TASKS:
A. Format the entries from their start through the line containing "POLYGON ((269 99, 249", inclusive, as a JSON list of strings with one string per line and blank lines omitted. Leave the pictures out of your answer.
B. Resume the forum post about running the recording pipeline on the new GPU servers, picking up after its final sentence.

[BEGIN EXCERPT PROVIDED]

Hello,
Our lab got new toys: 3 nice servers running each 4 Nvidia A30 GPU. So for the first time, and since the dataset for my ongoing study is growing larger and larger, I am trying to set CUDA and use as efficiently as possible those new resources.
I did enable CUDA with mne.utils.set_config('MNE_USE_CUDA', 'true')
, it did create the JSON configuration file, and the test pytest mne/tests/test_filter.py -k cuda
is passing. But the test does not seem to be way faster than CPU-based computation.
What is the best way to use the available resources?
I have a dataset with 1k short raw recordings (4 minutes each) sampled at 512 Hz of 1 kHz where I apply:
- Resampling to 512 Hz if sampled at 1 kHz
- Bandpass filters
- Rereference
- ICA decomposition
- Bad interpolation
- PSD with welch method
For now, my approach is to spawn e.g. 40 workers (process) and give them the files to process one by one. At least I process them 40 at a time.

[END EXCERPT PROVIDED]
[BEGIN SOURCE RECORDS]

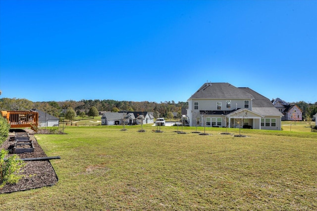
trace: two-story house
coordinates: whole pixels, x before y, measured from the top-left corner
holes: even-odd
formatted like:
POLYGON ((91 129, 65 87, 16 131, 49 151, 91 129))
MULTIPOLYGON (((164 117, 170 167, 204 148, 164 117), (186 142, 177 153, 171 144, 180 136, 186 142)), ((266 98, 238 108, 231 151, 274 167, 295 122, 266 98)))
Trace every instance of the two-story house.
POLYGON ((283 114, 282 121, 301 121, 303 120, 303 112, 297 105, 291 104, 279 98, 272 100, 274 106, 283 114))
POLYGON ((269 99, 249 88, 208 83, 187 101, 190 126, 281 129, 283 115, 269 99))

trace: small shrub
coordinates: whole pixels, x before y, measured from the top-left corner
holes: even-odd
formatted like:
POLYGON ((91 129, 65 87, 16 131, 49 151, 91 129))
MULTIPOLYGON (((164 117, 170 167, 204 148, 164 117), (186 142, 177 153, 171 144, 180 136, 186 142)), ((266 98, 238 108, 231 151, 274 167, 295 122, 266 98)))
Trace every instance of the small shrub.
POLYGON ((6 140, 10 129, 10 124, 6 119, 0 117, 0 145, 6 140))
POLYGON ((0 151, 0 188, 6 183, 17 183, 24 175, 18 175, 25 163, 15 154, 5 159, 8 151, 1 149, 0 151))

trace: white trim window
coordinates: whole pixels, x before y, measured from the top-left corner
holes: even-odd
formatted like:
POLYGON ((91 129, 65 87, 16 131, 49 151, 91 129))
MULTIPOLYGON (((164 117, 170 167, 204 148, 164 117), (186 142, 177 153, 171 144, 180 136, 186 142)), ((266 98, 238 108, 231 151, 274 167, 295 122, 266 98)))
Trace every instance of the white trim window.
POLYGON ((226 100, 226 107, 230 108, 231 107, 231 101, 230 100, 226 100))
POLYGON ((261 119, 261 127, 276 127, 276 119, 261 119))
POLYGON ((194 109, 198 110, 198 102, 194 102, 194 109))
POLYGON ((212 117, 211 118, 211 125, 221 127, 222 125, 222 119, 221 118, 212 117))
POLYGON ((217 110, 221 110, 221 102, 217 102, 217 110))
POLYGON ((249 108, 249 100, 245 100, 244 101, 244 108, 249 108))

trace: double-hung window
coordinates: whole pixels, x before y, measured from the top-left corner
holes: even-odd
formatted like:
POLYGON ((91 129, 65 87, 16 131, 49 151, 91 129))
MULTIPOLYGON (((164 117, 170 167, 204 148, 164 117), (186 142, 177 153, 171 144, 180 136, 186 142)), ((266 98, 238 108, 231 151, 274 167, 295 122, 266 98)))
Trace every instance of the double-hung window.
POLYGON ((211 118, 211 125, 212 126, 221 126, 222 119, 220 118, 212 117, 211 118))
POLYGON ((221 110, 221 102, 217 102, 217 110, 221 110))
POLYGON ((231 101, 230 100, 226 100, 226 107, 230 108, 231 107, 231 101))
POLYGON ((249 108, 249 100, 244 101, 244 107, 249 108))
POLYGON ((195 102, 194 103, 194 109, 198 110, 198 102, 195 102))
POLYGON ((261 119, 261 126, 276 127, 276 119, 261 119))

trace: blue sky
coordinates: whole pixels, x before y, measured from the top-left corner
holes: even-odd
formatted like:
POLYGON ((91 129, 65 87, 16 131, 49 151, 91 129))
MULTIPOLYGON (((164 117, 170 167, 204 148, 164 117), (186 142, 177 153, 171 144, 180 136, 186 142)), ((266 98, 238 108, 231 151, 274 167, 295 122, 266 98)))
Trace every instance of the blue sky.
POLYGON ((0 97, 317 101, 317 0, 0 0, 0 97))

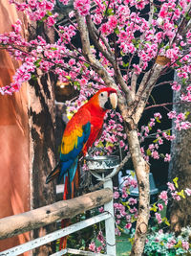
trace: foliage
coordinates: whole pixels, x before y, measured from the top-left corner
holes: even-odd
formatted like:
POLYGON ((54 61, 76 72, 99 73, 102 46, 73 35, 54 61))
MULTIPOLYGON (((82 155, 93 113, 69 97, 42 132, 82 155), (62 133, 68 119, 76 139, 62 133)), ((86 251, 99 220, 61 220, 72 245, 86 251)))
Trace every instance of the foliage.
POLYGON ((182 228, 179 236, 173 232, 164 233, 153 227, 147 236, 144 252, 148 256, 190 255, 191 244, 189 226, 182 228))
MULTIPOLYGON (((63 5, 69 2, 59 1, 63 5)), ((36 21, 37 27, 46 24, 53 29, 56 40, 54 43, 49 43, 40 35, 28 40, 22 35, 20 20, 12 25, 11 32, 0 35, 0 48, 9 51, 14 59, 21 62, 12 77, 12 82, 0 88, 1 94, 11 95, 19 91, 23 82, 30 81, 42 73, 53 72, 60 82, 71 83, 79 90, 76 102, 66 103, 68 110, 74 112, 97 89, 104 86, 117 88, 119 113, 109 113, 108 123, 97 147, 104 147, 108 153, 111 153, 116 150, 115 144, 117 142, 124 151, 130 150, 131 152, 138 152, 132 154, 136 155, 133 161, 138 179, 148 185, 146 172, 143 170, 146 162, 151 158, 160 157, 164 161, 170 161, 170 155, 167 152, 159 152, 159 149, 164 139, 171 141, 174 136, 170 128, 167 130, 158 128, 154 133, 150 133, 154 126, 161 122, 162 116, 159 112, 150 117, 149 123, 142 126, 138 131, 138 125, 144 108, 159 106, 155 103, 148 105, 155 86, 170 83, 172 90, 180 91, 180 103, 176 104, 191 102, 191 30, 188 26, 191 2, 74 0, 74 11, 69 13, 68 22, 59 26, 56 24, 59 15, 54 12, 55 0, 10 0, 10 3, 15 5, 18 11, 24 12, 31 20, 36 21), (81 38, 80 42, 76 39, 78 37, 81 38), (178 77, 187 84, 186 91, 182 91, 181 85, 177 81, 166 81, 166 74, 171 69, 176 70, 178 77), (161 78, 164 82, 159 82, 161 78), (145 138, 149 137, 153 138, 153 142, 146 147, 145 138), (138 139, 137 142, 135 138, 138 139), (128 147, 126 139, 132 142, 128 147), (139 164, 142 166, 138 166, 139 164)), ((159 97, 161 99, 162 95, 159 97)), ((159 105, 168 105, 169 103, 164 103, 159 105)), ((187 121, 190 113, 176 113, 165 109, 178 130, 191 127, 187 121)), ((132 222, 138 218, 138 209, 135 207, 137 201, 127 198, 132 182, 125 181, 125 189, 122 189, 123 199, 116 202, 115 206, 117 223, 119 225, 124 218, 127 229, 130 229, 132 222), (127 214, 126 210, 132 215, 127 214)), ((190 189, 178 191, 177 180, 169 183, 168 188, 170 196, 177 200, 191 194, 190 189)), ((115 193, 117 199, 119 193, 115 193)), ((164 204, 168 202, 168 193, 163 191, 159 195, 164 204)), ((143 194, 140 193, 140 196, 143 194)), ((145 198, 142 196, 144 199, 145 195, 145 198)), ((144 202, 146 203, 146 200, 144 202)), ((159 202, 151 207, 158 222, 164 221, 168 225, 168 221, 160 216, 161 208, 162 204, 159 202)), ((145 218, 145 222, 148 221, 146 215, 148 211, 142 211, 141 217, 145 218)), ((117 231, 119 232, 118 229, 117 231)))

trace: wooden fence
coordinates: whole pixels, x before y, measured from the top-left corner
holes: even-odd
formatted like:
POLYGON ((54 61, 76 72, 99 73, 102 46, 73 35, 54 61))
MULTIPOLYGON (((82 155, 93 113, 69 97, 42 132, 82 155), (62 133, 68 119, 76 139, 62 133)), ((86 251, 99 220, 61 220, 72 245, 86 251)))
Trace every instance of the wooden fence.
MULTIPOLYGON (((71 219, 78 214, 101 205, 104 205, 105 209, 105 212, 102 214, 82 221, 71 226, 56 230, 44 237, 37 238, 26 244, 2 251, 0 252, 0 255, 20 255, 25 251, 32 250, 40 245, 46 244, 47 243, 55 241, 63 236, 72 234, 87 226, 105 221, 107 255, 116 256, 112 187, 112 180, 109 179, 104 183, 104 189, 92 192, 70 200, 58 201, 35 210, 1 219, 0 239, 2 240, 45 226, 63 219, 71 219)), ((59 256, 64 255, 67 252, 78 255, 103 255, 73 248, 66 248, 52 255, 59 256)))

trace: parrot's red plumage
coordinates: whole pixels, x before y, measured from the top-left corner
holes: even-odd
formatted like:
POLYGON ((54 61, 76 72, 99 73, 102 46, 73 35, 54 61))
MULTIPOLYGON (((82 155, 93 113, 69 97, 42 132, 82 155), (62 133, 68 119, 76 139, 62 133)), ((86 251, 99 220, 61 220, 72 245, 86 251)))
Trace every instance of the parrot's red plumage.
POLYGON ((79 154, 86 155, 89 148, 99 138, 106 112, 116 108, 117 105, 116 89, 110 87, 100 89, 78 109, 67 124, 62 137, 60 161, 46 180, 46 183, 49 183, 54 177, 58 177, 58 181, 64 177, 64 199, 67 198, 69 190, 73 198, 74 183, 75 187, 78 185, 76 169, 79 154), (67 182, 70 183, 70 188, 67 182))

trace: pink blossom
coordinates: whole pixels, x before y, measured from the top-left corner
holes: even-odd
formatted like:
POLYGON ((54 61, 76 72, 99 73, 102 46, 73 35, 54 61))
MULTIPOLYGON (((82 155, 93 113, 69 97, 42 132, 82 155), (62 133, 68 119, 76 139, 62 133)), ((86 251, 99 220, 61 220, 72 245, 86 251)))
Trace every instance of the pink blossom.
POLYGON ((89 249, 92 250, 92 251, 96 251, 96 244, 94 242, 92 242, 90 244, 89 244, 89 249))
POLYGON ((186 242, 186 241, 181 241, 181 245, 182 245, 182 248, 184 250, 188 250, 189 249, 189 243, 186 242))
POLYGON ((159 159, 159 154, 157 151, 152 151, 151 155, 154 159, 159 159))
POLYGON ((176 192, 172 192, 171 193, 173 198, 177 201, 180 201, 180 197, 177 194, 177 191, 176 192))
POLYGON ((186 188, 184 191, 188 197, 191 196, 191 189, 186 188))
POLYGON ((165 203, 165 205, 167 205, 167 202, 168 202, 168 196, 167 196, 167 191, 162 191, 160 194, 159 194, 159 198, 162 199, 165 203))
POLYGON ((177 81, 174 81, 174 82, 172 83, 172 89, 173 89, 174 91, 180 91, 180 88, 181 88, 181 85, 180 85, 180 83, 178 83, 177 81))
POLYGON ((114 198, 115 199, 117 199, 119 198, 119 193, 117 192, 117 191, 116 191, 115 193, 114 193, 114 198))
POLYGON ((74 0, 74 7, 81 15, 88 15, 91 7, 90 0, 74 0))
POLYGON ((158 223, 160 224, 162 222, 161 216, 159 213, 155 213, 156 219, 158 221, 158 223))
POLYGON ((171 160, 171 155, 169 153, 166 153, 164 157, 164 162, 170 162, 170 160, 171 160))
POLYGON ((158 203, 159 210, 161 211, 163 209, 163 205, 161 203, 158 203))
POLYGON ((138 203, 138 200, 136 198, 130 198, 128 199, 129 205, 134 205, 136 203, 138 203))
POLYGON ((132 223, 131 222, 128 222, 126 225, 125 225, 125 228, 127 229, 131 229, 132 227, 132 223))
POLYGON ((108 26, 110 26, 112 29, 115 29, 117 25, 117 19, 115 15, 112 15, 109 17, 108 26))
POLYGON ((167 185, 168 185, 168 188, 169 188, 170 191, 175 191, 176 190, 173 183, 168 182, 167 185))
POLYGON ((103 213, 104 212, 104 208, 101 206, 100 208, 98 208, 99 213, 103 213))
POLYGON ((173 119, 173 118, 176 118, 177 117, 176 111, 170 111, 167 115, 168 115, 168 117, 170 119, 173 119))

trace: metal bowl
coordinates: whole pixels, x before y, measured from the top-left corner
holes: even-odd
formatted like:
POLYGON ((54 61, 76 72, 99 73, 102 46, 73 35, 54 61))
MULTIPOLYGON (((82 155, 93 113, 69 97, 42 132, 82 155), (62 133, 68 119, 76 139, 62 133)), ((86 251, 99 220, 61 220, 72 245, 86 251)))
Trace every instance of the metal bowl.
POLYGON ((96 173, 112 171, 119 164, 118 155, 87 156, 85 159, 88 169, 96 173))

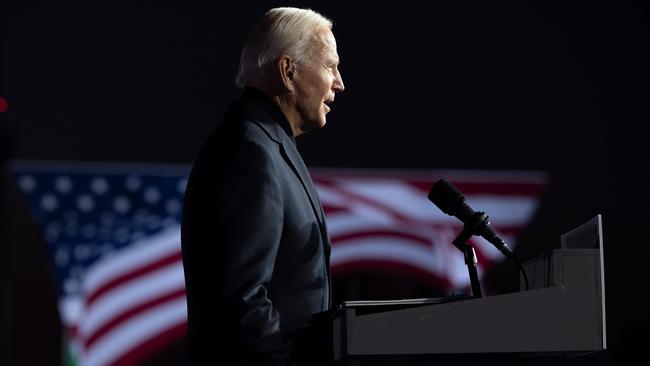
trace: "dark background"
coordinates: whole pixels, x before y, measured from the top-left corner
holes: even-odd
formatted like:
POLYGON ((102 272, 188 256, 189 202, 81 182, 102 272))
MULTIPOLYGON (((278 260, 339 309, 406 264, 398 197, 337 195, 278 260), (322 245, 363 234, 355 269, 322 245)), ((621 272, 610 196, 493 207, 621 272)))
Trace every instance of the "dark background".
MULTIPOLYGON (((641 353, 648 2, 8 2, 0 161, 191 163, 239 94, 248 30, 279 5, 332 18, 342 61, 326 128, 299 139, 309 166, 547 172, 519 255, 603 214, 611 349, 583 362, 641 353)), ((511 276, 486 281, 508 292, 511 276)))

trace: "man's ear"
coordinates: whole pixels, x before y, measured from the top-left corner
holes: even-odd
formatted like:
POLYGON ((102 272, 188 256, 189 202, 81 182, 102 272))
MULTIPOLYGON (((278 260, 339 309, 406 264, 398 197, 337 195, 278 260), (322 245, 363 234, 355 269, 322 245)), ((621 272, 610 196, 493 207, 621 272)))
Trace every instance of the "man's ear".
POLYGON ((280 71, 280 80, 284 87, 289 91, 294 91, 294 81, 296 77, 296 63, 289 56, 282 56, 278 60, 278 69, 280 71))

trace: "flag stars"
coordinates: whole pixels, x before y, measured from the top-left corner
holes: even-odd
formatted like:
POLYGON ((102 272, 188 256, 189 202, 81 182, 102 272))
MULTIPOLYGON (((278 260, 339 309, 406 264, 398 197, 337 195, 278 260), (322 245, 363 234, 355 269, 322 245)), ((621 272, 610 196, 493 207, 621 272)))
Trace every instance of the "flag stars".
POLYGON ((184 195, 186 187, 187 187, 187 179, 179 179, 178 185, 176 186, 176 190, 178 191, 178 193, 184 195))
POLYGON ((87 244, 79 244, 74 247, 74 258, 77 261, 85 261, 90 257, 92 254, 90 245, 87 244))
POLYGON ((108 192, 109 186, 108 182, 104 178, 94 178, 90 182, 90 189, 97 195, 104 195, 108 192))
POLYGON ((79 195, 77 198, 77 207, 82 212, 90 212, 95 208, 95 200, 88 194, 79 195))
POLYGON ((54 188, 62 194, 70 193, 72 191, 72 180, 68 176, 57 177, 54 181, 54 188))
POLYGON ((140 189, 140 186, 142 186, 142 180, 138 177, 128 177, 126 178, 126 181, 124 182, 126 189, 128 189, 131 192, 135 192, 138 189, 140 189))
POLYGON ((94 238, 97 235, 97 229, 93 224, 86 224, 81 228, 81 235, 87 239, 94 238))
POLYGON ((125 214, 131 209, 131 201, 125 196, 116 197, 113 201, 113 209, 120 214, 125 214))
POLYGON ((60 247, 54 254, 54 263, 57 266, 67 266, 70 261, 70 254, 66 248, 60 247))
POLYGON ((41 207, 47 212, 52 212, 59 207, 59 200, 55 195, 46 193, 41 197, 41 207))
POLYGON ((165 202, 165 210, 169 215, 175 215, 181 211, 181 204, 176 199, 170 199, 165 202))
POLYGON ((156 204, 160 201, 160 191, 156 187, 149 187, 144 190, 144 200, 149 204, 156 204))
POLYGON ((18 186, 25 193, 32 193, 36 189, 36 180, 31 175, 23 175, 18 179, 18 186))

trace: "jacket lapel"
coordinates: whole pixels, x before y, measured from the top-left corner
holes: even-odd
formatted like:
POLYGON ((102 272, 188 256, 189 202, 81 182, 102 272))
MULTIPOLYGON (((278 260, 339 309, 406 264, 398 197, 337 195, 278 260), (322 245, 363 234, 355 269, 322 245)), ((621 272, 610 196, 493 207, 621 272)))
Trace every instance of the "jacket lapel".
POLYGON ((291 170, 296 174, 298 180, 300 180, 300 183, 302 184, 303 189, 309 197, 311 207, 314 210, 316 218, 318 219, 318 223, 323 233, 323 238, 325 239, 329 250, 330 242, 326 234, 327 231, 325 228, 325 214, 323 212, 323 207, 318 200, 318 195, 316 194, 316 190, 314 188, 314 182, 311 180, 309 171, 307 170, 307 167, 305 166, 300 153, 296 149, 295 142, 292 141, 289 136, 287 136, 287 134, 282 130, 282 127, 280 127, 280 125, 275 122, 273 118, 269 116, 266 111, 264 111, 264 109, 260 108, 254 103, 247 101, 239 100, 237 102, 241 103, 237 109, 241 110, 246 115, 246 117, 255 121, 264 131, 266 131, 272 140, 280 145, 280 151, 284 160, 287 162, 291 170))

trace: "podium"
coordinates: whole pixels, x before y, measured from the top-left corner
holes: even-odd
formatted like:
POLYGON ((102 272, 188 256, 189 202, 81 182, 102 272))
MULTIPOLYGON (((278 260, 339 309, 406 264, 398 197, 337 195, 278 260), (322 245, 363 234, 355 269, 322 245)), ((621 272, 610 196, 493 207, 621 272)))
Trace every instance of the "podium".
POLYGON ((604 350, 602 265, 602 246, 556 249, 525 262, 530 291, 346 303, 333 318, 334 360, 604 350))

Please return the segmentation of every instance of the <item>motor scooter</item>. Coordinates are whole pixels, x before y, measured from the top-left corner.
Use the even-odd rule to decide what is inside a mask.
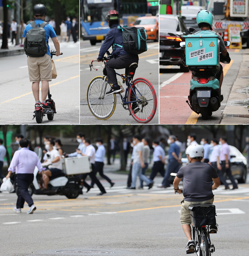
[[[41,159],[41,148],[37,147],[35,151]],[[40,189],[39,183],[41,176],[39,173],[38,168],[35,167],[33,182],[29,188],[29,192],[31,195],[33,194],[48,196],[59,195],[65,196],[69,199],[73,199],[77,198],[79,195],[83,194],[83,181],[78,175],[92,171],[92,166],[88,157],[68,157],[63,159],[61,161],[63,161],[63,172],[50,179],[48,189],[45,190]],[[82,166],[82,164],[83,166]],[[46,165],[44,165],[44,166],[45,166]],[[18,195],[18,186],[16,186],[16,192]]]
[[[219,82],[215,77],[220,62],[228,64],[231,59],[225,60],[221,54],[220,57],[220,40],[214,31],[200,30],[183,37],[185,41],[180,46],[185,47],[185,66],[193,75],[186,102],[193,111],[201,114],[203,120],[207,120],[219,109],[223,100]],[[230,45],[228,41],[224,43],[225,46]]]

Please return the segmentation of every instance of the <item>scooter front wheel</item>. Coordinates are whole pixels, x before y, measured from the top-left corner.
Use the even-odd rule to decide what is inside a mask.
[[[43,112],[41,109],[35,110],[35,120],[37,123],[41,123],[43,119]]]

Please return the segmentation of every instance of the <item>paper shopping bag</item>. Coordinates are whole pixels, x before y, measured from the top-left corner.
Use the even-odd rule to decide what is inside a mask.
[[[57,77],[57,72],[56,72],[54,62],[53,60],[51,60],[51,62],[52,64],[52,79],[54,79]]]

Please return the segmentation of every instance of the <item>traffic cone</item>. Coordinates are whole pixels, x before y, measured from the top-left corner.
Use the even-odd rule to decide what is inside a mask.
[[[225,32],[224,32],[224,39],[223,41],[228,41],[228,29],[226,28],[225,30]],[[226,48],[229,48],[228,46],[226,46]]]

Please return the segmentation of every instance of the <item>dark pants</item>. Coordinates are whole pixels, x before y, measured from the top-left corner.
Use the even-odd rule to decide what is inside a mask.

[END SOURCE RECORDS]

ANSWERS FOR THE TASKS:
A.
[
  "trace: two-story house",
  "coordinates: whole pixels, x before y, measured from the top-left corner",
  "holes: even-odd",
  "formatted like:",
  "POLYGON ((91 129, 65 87, 16 131, 49 151, 91 129))",
  "MULTIPOLYGON (((164 117, 170 167, 204 148, 164 117), (186 142, 177 153, 171 144, 180 136, 186 142)), ((266 98, 238 108, 231 151, 274 167, 295 122, 266 98)))",
  "Trace every instance of the two-story house.",
  "POLYGON ((283 114, 282 121, 301 121, 303 120, 303 112, 297 105, 291 104, 279 98, 272 100, 274 106, 283 114))",
  "POLYGON ((269 99, 249 88, 208 83, 187 101, 190 126, 281 129, 283 115, 269 99))"
]

B.
Now, with CUDA, if I use it for the operation above that supports it (I guess only resampling and BP, is there a way to support any of the others, especially ICA decomposition?), does it really make a difference, considering:
- the low sampling rate and the short duration?
- the number of files to resample is very small, thus the step that could benefit from CUDA is BP filtering.
Moreover, I guess the CUDA session must be initialized for every new process (possibly at every job?), and it seems like this operation takes a significant amount of time.
And a final point, I guess for each new process spawn, I should also give it a different GPU to work on with mne-python/cuda.py at 091da8f01aeeecd7d583ba596cf5a85cd649f192 · mne-tools/mne-python · GitHub
There is no shortcut to distribute the load between different CUDA compatible GPUs, right?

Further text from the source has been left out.